- **DOCUMENT TEXT**
===============
This is mentioned in a book written by Niranjan Man Singh Basnet about the contribution of Sripali Basnets in the unification of Nepal.
Abhiman Singh Basnet’s war life started from the battle of Siranchok in 1755. He had only turned 11 then. Later, starting in 1762, he started to fight the battle along with other Gorkhalis including the battle against the British army in Sindhuli and the first battle in Kirtipur.
He was stationed at Harihargadhi when the British army officer Bruce Kinloch attacked Sindhuli.
After Gorkhalis conquered Kathmandu, he came here and built the Paltan Ghar. He first built the house for the purpose of meeting guests.
There were large Iranian carpets on the first floor and Belgian glass windows. Dr Niranjan Man Singh Basnet claims that it was the first house belonging to a common citizen to have glass windows. The meeting room, where Abhiman used to meet local and foreign guests, was decorated with various decorative items.
===============
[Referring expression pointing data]
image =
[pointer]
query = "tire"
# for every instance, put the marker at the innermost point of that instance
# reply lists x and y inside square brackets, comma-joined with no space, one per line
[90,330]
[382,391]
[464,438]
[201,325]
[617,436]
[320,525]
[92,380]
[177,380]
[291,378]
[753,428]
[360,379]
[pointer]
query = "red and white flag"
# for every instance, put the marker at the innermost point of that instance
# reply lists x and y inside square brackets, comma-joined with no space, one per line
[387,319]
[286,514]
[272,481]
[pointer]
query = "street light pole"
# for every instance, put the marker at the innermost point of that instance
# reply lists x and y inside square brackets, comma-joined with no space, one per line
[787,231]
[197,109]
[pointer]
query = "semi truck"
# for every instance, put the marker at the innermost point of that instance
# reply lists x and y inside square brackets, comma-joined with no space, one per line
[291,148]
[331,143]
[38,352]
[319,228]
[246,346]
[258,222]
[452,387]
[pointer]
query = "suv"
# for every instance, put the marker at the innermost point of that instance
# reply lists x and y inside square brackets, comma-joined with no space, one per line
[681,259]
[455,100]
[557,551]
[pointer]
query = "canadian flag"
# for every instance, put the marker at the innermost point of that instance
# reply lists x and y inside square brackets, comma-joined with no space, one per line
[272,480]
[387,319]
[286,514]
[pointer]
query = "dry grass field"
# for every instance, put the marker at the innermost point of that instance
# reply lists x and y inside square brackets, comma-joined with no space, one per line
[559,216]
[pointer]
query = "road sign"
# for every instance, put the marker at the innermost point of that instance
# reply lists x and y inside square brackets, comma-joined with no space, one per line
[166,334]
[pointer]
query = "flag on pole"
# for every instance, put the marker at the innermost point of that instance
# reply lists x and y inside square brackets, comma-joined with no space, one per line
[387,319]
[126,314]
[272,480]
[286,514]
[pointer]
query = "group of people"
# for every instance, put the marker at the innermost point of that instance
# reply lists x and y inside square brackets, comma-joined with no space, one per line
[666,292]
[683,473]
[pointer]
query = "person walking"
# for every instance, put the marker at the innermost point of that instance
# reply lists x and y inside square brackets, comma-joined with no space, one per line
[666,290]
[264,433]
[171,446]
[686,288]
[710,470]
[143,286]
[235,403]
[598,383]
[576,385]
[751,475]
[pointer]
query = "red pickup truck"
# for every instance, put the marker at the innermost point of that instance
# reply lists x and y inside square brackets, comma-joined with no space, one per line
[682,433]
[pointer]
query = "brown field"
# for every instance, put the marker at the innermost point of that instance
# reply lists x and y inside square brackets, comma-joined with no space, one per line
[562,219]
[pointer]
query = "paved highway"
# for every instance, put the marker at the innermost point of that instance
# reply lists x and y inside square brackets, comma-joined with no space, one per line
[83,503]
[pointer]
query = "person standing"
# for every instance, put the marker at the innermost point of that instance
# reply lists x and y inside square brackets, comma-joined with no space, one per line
===============
- **WORK TO COMPLETE**
Copy the passage on Abhiman Singh Basnet from "Abhiman Singh Basnet’s" up to and including "Kinloch attacked Sindhuli.".

- **EXPECTED OUTPUT**
Abhiman Singh Basnet’s war life started from the battle of Siranchok in 1755. He had only turned 11 then. Later, starting in 1762, he started to fight the battle along with other Gorkhalis including the battle against the British army in Sindhuli and the first battle in Kirtipur.
He was stationed at Harihargadhi when the British army officer Bruce Kinloch attacked Sindhuli.